Your assignment - If an entry holds a picture, leave that picture out; copy everything else exactly.

_____

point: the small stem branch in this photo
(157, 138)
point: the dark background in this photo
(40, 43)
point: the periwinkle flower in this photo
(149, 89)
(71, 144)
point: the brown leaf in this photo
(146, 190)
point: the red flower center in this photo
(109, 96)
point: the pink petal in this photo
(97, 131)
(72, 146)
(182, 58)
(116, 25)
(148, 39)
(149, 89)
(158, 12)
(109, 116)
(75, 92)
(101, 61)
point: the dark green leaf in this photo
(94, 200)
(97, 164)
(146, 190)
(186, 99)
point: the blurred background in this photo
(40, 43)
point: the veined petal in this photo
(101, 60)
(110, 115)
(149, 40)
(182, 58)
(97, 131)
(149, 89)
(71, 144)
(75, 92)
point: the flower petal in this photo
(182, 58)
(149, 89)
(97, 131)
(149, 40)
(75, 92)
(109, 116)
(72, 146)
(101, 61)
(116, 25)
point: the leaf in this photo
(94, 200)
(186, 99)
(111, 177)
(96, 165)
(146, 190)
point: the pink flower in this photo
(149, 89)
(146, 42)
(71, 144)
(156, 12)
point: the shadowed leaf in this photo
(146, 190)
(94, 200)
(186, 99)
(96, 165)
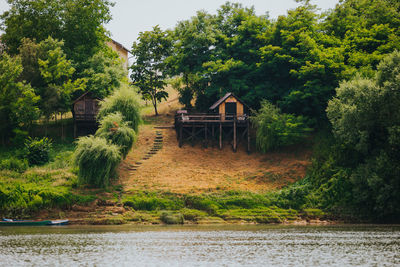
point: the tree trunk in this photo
(155, 107)
(62, 128)
(154, 100)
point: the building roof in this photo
(225, 97)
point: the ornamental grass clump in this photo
(97, 160)
(116, 130)
(125, 101)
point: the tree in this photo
(366, 121)
(149, 70)
(51, 75)
(193, 41)
(276, 129)
(18, 102)
(104, 72)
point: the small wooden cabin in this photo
(228, 120)
(229, 105)
(85, 109)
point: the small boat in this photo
(11, 222)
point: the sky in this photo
(130, 17)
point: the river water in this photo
(235, 245)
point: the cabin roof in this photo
(83, 95)
(120, 46)
(225, 97)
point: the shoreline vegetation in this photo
(52, 191)
(323, 90)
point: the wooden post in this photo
(220, 131)
(248, 135)
(205, 135)
(234, 134)
(180, 134)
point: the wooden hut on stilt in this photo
(85, 109)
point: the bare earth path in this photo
(196, 169)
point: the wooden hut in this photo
(230, 105)
(85, 109)
(228, 120)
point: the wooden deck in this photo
(213, 128)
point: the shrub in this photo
(313, 213)
(171, 218)
(38, 150)
(193, 215)
(97, 160)
(125, 101)
(276, 129)
(113, 128)
(200, 203)
(14, 164)
(19, 138)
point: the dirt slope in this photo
(196, 169)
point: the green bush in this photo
(38, 150)
(19, 138)
(193, 215)
(314, 213)
(200, 203)
(152, 202)
(125, 101)
(171, 218)
(113, 128)
(275, 129)
(14, 164)
(97, 160)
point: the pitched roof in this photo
(226, 96)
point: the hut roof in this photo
(225, 97)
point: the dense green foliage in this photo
(295, 61)
(22, 195)
(18, 101)
(14, 164)
(78, 22)
(38, 150)
(105, 72)
(125, 101)
(97, 160)
(365, 117)
(149, 70)
(275, 129)
(117, 131)
(52, 52)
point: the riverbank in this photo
(172, 185)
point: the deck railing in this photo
(85, 117)
(209, 118)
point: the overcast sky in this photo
(133, 16)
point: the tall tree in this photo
(78, 22)
(18, 102)
(149, 69)
(51, 75)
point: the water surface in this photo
(200, 246)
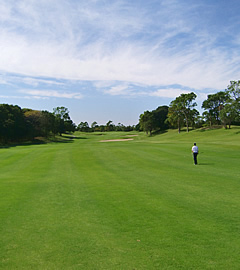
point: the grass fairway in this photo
(138, 204)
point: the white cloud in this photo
(50, 93)
(73, 40)
(168, 93)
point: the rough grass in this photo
(138, 204)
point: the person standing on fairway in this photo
(195, 153)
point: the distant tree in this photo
(110, 126)
(228, 114)
(213, 105)
(33, 120)
(94, 125)
(159, 118)
(83, 126)
(147, 122)
(63, 121)
(175, 116)
(12, 123)
(181, 110)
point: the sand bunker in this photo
(117, 140)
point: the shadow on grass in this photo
(39, 141)
(205, 164)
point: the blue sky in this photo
(112, 60)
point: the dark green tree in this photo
(147, 122)
(213, 105)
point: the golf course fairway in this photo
(80, 203)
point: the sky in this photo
(112, 60)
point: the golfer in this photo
(195, 153)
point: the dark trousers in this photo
(195, 158)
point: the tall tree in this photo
(160, 116)
(147, 122)
(63, 121)
(213, 105)
(12, 123)
(181, 109)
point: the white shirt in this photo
(195, 149)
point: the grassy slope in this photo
(122, 205)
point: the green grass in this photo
(138, 204)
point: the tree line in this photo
(17, 124)
(222, 108)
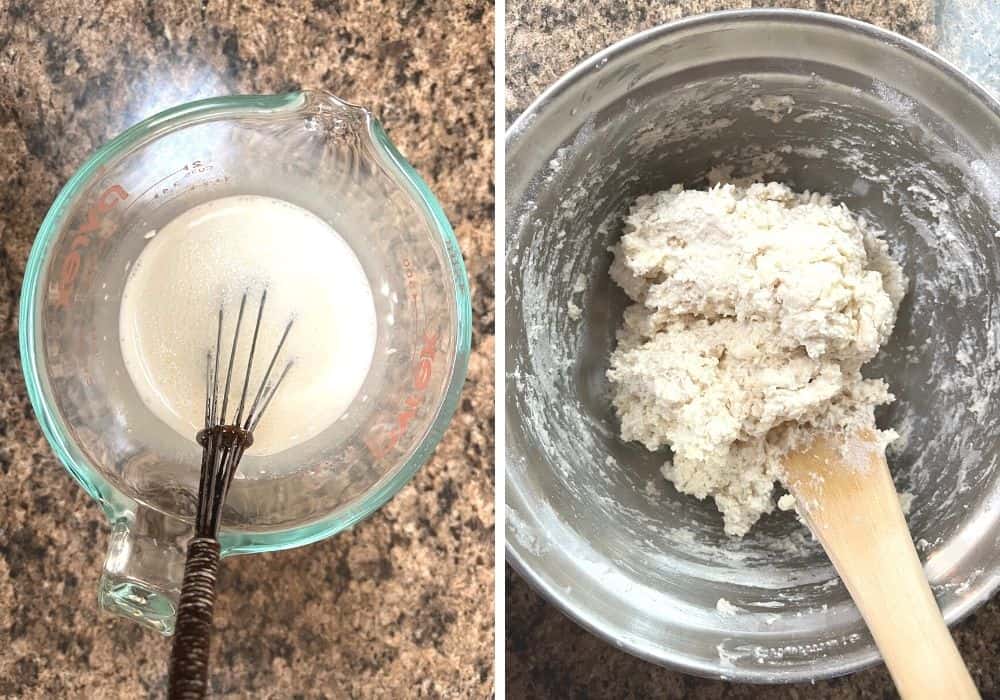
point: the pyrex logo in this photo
(385, 436)
(70, 268)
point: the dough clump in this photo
(755, 308)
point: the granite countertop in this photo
(401, 606)
(548, 656)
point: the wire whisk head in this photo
(226, 437)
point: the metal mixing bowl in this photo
(822, 103)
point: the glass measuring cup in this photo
(307, 148)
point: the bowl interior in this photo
(591, 520)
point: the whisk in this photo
(224, 440)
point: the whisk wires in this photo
(225, 440)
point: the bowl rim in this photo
(519, 129)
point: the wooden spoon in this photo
(843, 490)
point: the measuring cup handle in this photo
(145, 565)
(188, 676)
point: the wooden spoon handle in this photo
(849, 501)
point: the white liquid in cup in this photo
(210, 256)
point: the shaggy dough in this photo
(755, 309)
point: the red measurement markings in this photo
(84, 236)
(385, 436)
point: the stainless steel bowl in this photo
(823, 103)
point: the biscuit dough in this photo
(755, 308)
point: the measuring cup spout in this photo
(145, 565)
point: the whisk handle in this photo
(188, 676)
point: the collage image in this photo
(530, 350)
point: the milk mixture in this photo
(755, 309)
(209, 257)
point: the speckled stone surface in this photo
(548, 656)
(402, 606)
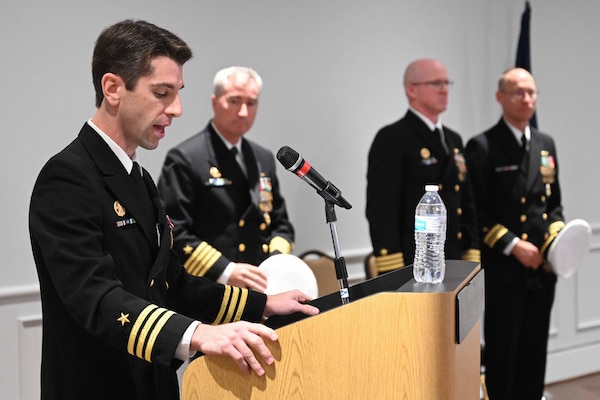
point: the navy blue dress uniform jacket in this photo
(115, 299)
(518, 196)
(514, 200)
(404, 157)
(220, 215)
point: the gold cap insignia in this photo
(119, 209)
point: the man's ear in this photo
(112, 87)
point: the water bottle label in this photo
(427, 224)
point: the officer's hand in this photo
(248, 276)
(242, 341)
(527, 254)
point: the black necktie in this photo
(439, 136)
(524, 143)
(525, 158)
(135, 172)
(234, 153)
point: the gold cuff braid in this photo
(553, 231)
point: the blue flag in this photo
(523, 49)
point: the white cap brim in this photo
(570, 248)
(287, 272)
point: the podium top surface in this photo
(401, 280)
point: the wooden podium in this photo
(396, 339)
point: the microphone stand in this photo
(339, 262)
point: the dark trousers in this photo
(516, 324)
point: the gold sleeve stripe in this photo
(280, 244)
(553, 229)
(226, 295)
(495, 234)
(146, 329)
(472, 255)
(389, 262)
(233, 305)
(154, 334)
(202, 259)
(137, 325)
(241, 305)
(142, 339)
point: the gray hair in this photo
(238, 74)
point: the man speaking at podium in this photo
(120, 313)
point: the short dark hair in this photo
(127, 49)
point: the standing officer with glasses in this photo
(408, 154)
(515, 179)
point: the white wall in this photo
(333, 76)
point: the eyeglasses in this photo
(438, 84)
(519, 95)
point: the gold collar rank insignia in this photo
(119, 209)
(123, 319)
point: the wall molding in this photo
(19, 294)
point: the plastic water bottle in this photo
(430, 236)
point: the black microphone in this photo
(293, 162)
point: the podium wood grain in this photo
(388, 345)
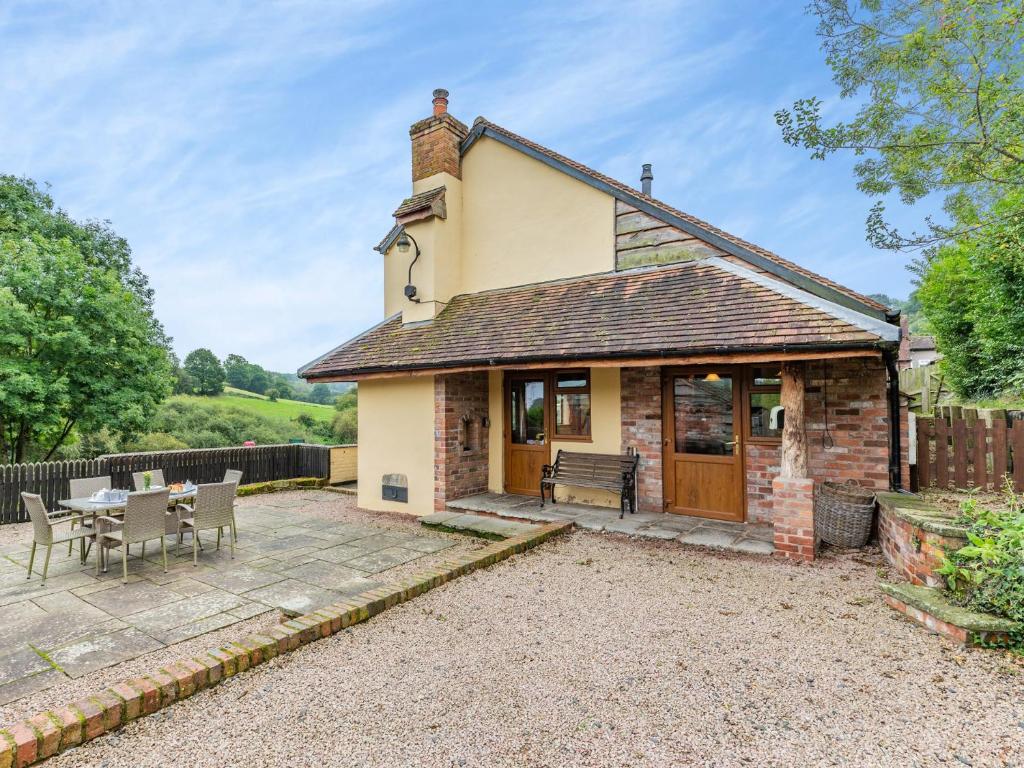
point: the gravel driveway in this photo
(595, 650)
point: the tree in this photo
(237, 371)
(972, 292)
(78, 348)
(26, 209)
(944, 108)
(206, 372)
(321, 393)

_____

Answer to the exercise -
point: the small stem branch in this photo
(157, 138)
point: the dark background in this photo
(40, 43)
point: the periwinkle flower in this photo
(149, 89)
(71, 144)
point: the brown leaf in this photo
(146, 190)
point: the red flower center in this photo
(109, 96)
point: the pink petal in this photo
(97, 131)
(72, 146)
(182, 58)
(116, 25)
(148, 39)
(149, 89)
(158, 12)
(109, 116)
(75, 92)
(101, 61)
point: the dark green leaf in this photo
(94, 200)
(97, 164)
(146, 190)
(186, 99)
point: the blurred background in this photo
(40, 43)
point: the veined petal in this photo
(101, 60)
(110, 115)
(149, 40)
(182, 58)
(97, 131)
(149, 89)
(71, 144)
(75, 92)
point: the flower petal in this photo
(182, 58)
(149, 89)
(97, 131)
(149, 40)
(75, 92)
(109, 116)
(72, 146)
(101, 61)
(116, 25)
point: the leaf in this photo
(94, 200)
(186, 99)
(111, 177)
(96, 165)
(146, 190)
point: the pink flower in this photo
(149, 89)
(146, 42)
(71, 144)
(156, 12)
point: the shadowed leaf in this photo
(146, 190)
(94, 200)
(186, 99)
(96, 165)
point: the tree trunk in this photo
(155, 107)
(62, 128)
(154, 100)
point: the building roof in this photo
(225, 97)
point: the ornamental grass clump in this photo
(97, 160)
(116, 130)
(125, 101)
point: the tree in this photo
(366, 121)
(149, 70)
(51, 75)
(193, 41)
(276, 129)
(18, 102)
(104, 72)
point: the small wooden cabin in this photo
(228, 120)
(229, 105)
(85, 109)
point: the small boat in this photo
(11, 222)
point: the sky in this photo
(130, 17)
point: the river water in this photo
(235, 245)
point: the cabin roof in this photo
(83, 95)
(120, 46)
(225, 97)
point: the shoreline vegetation in this photo
(52, 191)
(323, 90)
point: the wooden post in this photo
(220, 131)
(248, 135)
(205, 135)
(234, 134)
(180, 134)
point: the wooden hut on stilt in this photo
(85, 109)
point: the bare earth path in this photo
(196, 169)
point: the wooden hut in this photo
(230, 105)
(85, 109)
(228, 120)
point: the wooden deck in this photo
(213, 128)
point: the shrub in this photo
(313, 213)
(171, 218)
(38, 150)
(193, 215)
(97, 160)
(125, 101)
(276, 129)
(113, 128)
(200, 203)
(14, 164)
(19, 138)
point: the dirt slope in this photo
(196, 169)
point: the green bush in this photo
(38, 150)
(19, 138)
(193, 215)
(314, 213)
(200, 203)
(152, 202)
(125, 101)
(171, 218)
(113, 128)
(275, 129)
(14, 164)
(97, 160)
point: the pitched roof in this photo
(226, 96)
point: the hut roof in this photo
(225, 97)
point: the dense green foliage in this photo
(295, 61)
(22, 195)
(18, 101)
(14, 164)
(78, 22)
(38, 150)
(105, 72)
(125, 101)
(97, 160)
(365, 117)
(149, 70)
(275, 129)
(117, 131)
(52, 52)
point: the riverbank in this photo
(172, 185)
point: the deck railing in this photo
(85, 117)
(209, 118)
point: the overcast sky in this photo
(133, 16)
point: the tall tree in this photo
(78, 22)
(18, 102)
(149, 69)
(51, 75)
point: the water surface in this photo
(200, 246)
point: the grass fairway in this photo
(138, 204)
point: the white cloud in this photo
(50, 93)
(73, 40)
(168, 93)
point: the rough grass in this photo
(138, 204)
point: the person standing on fairway in this photo
(195, 153)
point: the distant tree in this photo
(110, 126)
(228, 114)
(213, 105)
(33, 120)
(94, 125)
(159, 118)
(83, 126)
(147, 122)
(63, 121)
(175, 116)
(12, 123)
(181, 110)
point: the sand bunker in this photo
(117, 140)
point: the shadow on grass in this photo
(39, 141)
(205, 164)
point: the blue sky in this photo
(112, 60)
point: the dark green tree in this photo
(147, 122)
(213, 105)
point: the golf course fairway in this photo
(80, 203)
point: the sky in this photo
(112, 60)
point: the golfer in this photo
(195, 153)
point: the dark trousers in this photo
(195, 158)
point: the tall tree in this photo
(160, 116)
(147, 122)
(63, 121)
(213, 105)
(12, 123)
(181, 109)
point: the white shirt in this photo
(195, 149)
point: the grassy slope in this photo
(122, 205)
point: the green grass in this photo
(138, 204)
point: the tree line in this photo
(17, 124)
(222, 108)
point: the pyrex logo in this photo
(385, 436)
(70, 268)
point: the dough clump in this photo
(755, 308)
point: the granite countertop in this photo
(401, 606)
(548, 656)
point: the wire whisk head in this photo
(226, 437)
point: the metal mixing bowl in this photo
(822, 103)
point: the glass measuring cup in this photo
(307, 148)
point: the bowl interior in this photo
(591, 520)
point: the whisk in this photo
(224, 440)
point: the whisk wires in this photo
(225, 440)
point: the bowl rim in this photo
(519, 129)
point: the wooden spoon in this photo
(843, 490)
point: the measuring cup handle in this photo
(145, 565)
(188, 676)
point: the wooden spoon handle in this photo
(849, 501)
point: the white liquid in cup in this photo
(210, 256)
point: the shaggy dough in this photo
(755, 309)
point: the red measurement markings in this photo
(84, 236)
(385, 436)
point: the stainless steel bowl in this photo
(823, 103)
point: the biscuit dough in this photo
(755, 308)
point: the measuring cup spout in this photo
(145, 565)
point: the whisk handle in this photo
(188, 676)
point: the collage image in this photo
(530, 350)
point: the milk mixture in this photo
(755, 309)
(209, 257)
point: the speckled stone surface in this photo
(548, 656)
(402, 606)
point: the navy blue dress uniform jacket in this photo
(115, 299)
(518, 196)
(514, 200)
(404, 157)
(220, 215)
point: the gold cap insignia in this photo
(119, 209)
point: the man's ear in this photo
(112, 87)
point: the water bottle label in this photo
(427, 224)
point: the officer's hand in this photo
(248, 276)
(242, 341)
(527, 254)
point: the black necktie in this photo
(439, 136)
(524, 143)
(525, 158)
(135, 172)
(234, 153)
point: the gold cuff braid in this photo
(553, 231)
point: the blue flag in this photo
(523, 49)
point: the white cap brim in this photo
(570, 248)
(287, 272)
point: the podium top surface in this photo
(401, 280)
point: the wooden podium in this photo
(396, 339)
point: the microphone stand in this photo
(339, 262)
point: the dark trousers in this photo
(516, 324)
point: the gold sleeve stripe in this photo
(280, 244)
(553, 229)
(226, 295)
(495, 234)
(146, 329)
(472, 255)
(389, 262)
(233, 305)
(154, 334)
(202, 259)
(137, 325)
(241, 305)
(142, 339)
point: the gray hair in this photo
(238, 74)
point: the man speaking at podium in this photo
(120, 313)
point: the short dark hair in this photo
(127, 49)
point: the standing officer with glasses in this photo
(408, 154)
(515, 179)
point: the white wall in this photo
(333, 76)
point: the eyeglasses in this photo
(438, 84)
(519, 95)
point: the gold collar rank insignia in this photo
(119, 209)
(123, 319)
point: the wall molding in this photo
(19, 294)
point: the plastic water bottle in this photo
(430, 236)
point: the black microphone in this photo
(293, 162)
point: the podium wood grain in this photo
(388, 345)
point: the gravel driveway in this photo
(595, 650)
point: the tree in this photo
(237, 371)
(972, 292)
(78, 348)
(26, 209)
(944, 108)
(206, 372)
(321, 393)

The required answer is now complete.